Study questions
1: Answer these from the forum thread:
(a) What does the thread say about canceling jobs compared with Cancel Build?
(b) Why does keithamus say the environment variables are used?
(c) About how many languages does Apache Thrift need docker images for?
2: Extract the part of the forum thread from "I'd be awesome" up to and including "matrix overview page.", copying it word for word.

On an unrelated note… I've noticed that the build doesn't actually proceed beyond a stage boundary if I restart a job that previously failed in a prior stage. For example, imagine I have a matrix of jobs in my test stage, followed by a single job in my deploy stage. If one of the test jobs fails due to some intermittent error, I could restart it, but the deploy stage will never run unless I fully restart the build. I would rather see stages "pick up where they left off", as it were, in the event of a job restart.

Stage conditions really don't seem to work very well at all. I tried a conditional which was if: branch = master OR branch =~ ^backport/.*, and that didn't seem to apply at all (a pull request build kept getting matched as true). I tried a couple variants of that, including parentheticals, but ultimately had to give up and use a simpler conditional just to get the build to work.

Oh, Cancel Build doesn't always work reliably. Canceling jobs seems to be fine.

keithamus commented 7 years ago

This feature is amazing, thanks Travis folks!

One thing I'd love to see is some mechanism to name jobs - we have multiple builds running with Node 8 but each does a different thing. Right now I'm cheating by using environment variables, like this:

I'd be awesome to get a customisable name column, though.

TheSnoozer commented 7 years ago

@keithamus AFAIK if you run a matrix build you can define a custom script to be executed (example: https://github.com/TheSnoozer/maven-git-commit-id-plugin/blob/travis/.travis.yml#L26) see job run https://travis-ci.org/TheSnoozer/maven-git-commit-id-plugin/builds/281127348 where the global script at the bottom got overwritten by the definition of the one in the matrix build

keithamus commented 7 years ago

@TheSnoozer custom scripts really aren't the problem; its just the aesthetics of each build in the matrix. I want to just give them nice names so it all looks readable. The environment variables aren't used for anything other than to indicate what build is what in the matrix overview page.

jeking3 commented 7 years ago

This may not be exactly related to build stages, but I would like an easy way to tuck a docker image into your cache. I am using build stages to build all the docker images that Apache Thrift needs (about 20 languages) and then running with those images. It would be nice if I could tuck away the image locally so speed up subsequent downloads.

Dataset extract
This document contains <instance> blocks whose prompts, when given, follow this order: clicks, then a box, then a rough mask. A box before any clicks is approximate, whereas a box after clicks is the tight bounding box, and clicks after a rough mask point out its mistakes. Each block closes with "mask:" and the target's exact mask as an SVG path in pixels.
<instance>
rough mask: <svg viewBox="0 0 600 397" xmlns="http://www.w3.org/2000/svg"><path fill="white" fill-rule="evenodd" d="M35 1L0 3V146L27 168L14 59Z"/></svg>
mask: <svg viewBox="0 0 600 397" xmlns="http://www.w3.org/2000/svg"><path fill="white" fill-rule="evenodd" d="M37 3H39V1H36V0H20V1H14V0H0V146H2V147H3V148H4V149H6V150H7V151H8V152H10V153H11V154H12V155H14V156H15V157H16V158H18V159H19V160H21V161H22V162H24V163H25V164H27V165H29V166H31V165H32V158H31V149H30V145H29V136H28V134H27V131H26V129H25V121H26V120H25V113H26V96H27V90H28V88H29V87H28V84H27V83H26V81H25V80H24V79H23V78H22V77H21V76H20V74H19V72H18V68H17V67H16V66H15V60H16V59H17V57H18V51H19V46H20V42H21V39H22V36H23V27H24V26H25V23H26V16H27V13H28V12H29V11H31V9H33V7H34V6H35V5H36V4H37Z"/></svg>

Results of the tasks
1:
(a) Cancel Build doesn't always work reliably, but canceling jobs seems to be fine.
(b) Only to indicate which build is which in the matrix overview page.
(c) About 20 languages.

2:
I'd be awesome to get a customisable name column, though.

TheSnoozer commented 7 years ago

@keithamus AFAIK if you run a matrix build you can define a custom script to be executed (example: https://github.com/TheSnoozer/maven-git-commit-id-plugin/blob/travis/.travis.yml#L26) see job run https://travis-ci.org/TheSnoozer/maven-git-commit-id-plugin/builds/281127348 where the global script at the bottom got overwritten by the definition of the one in the matrix build

keithamus commented 7 years ago

@TheSnoozer custom scripts really aren't the problem; its just the aesthetics of each build in the matrix. I want to just give them nice names so it all looks readable. The environment variables aren't used for anything other than to indicate what build is what in the matrix overview page.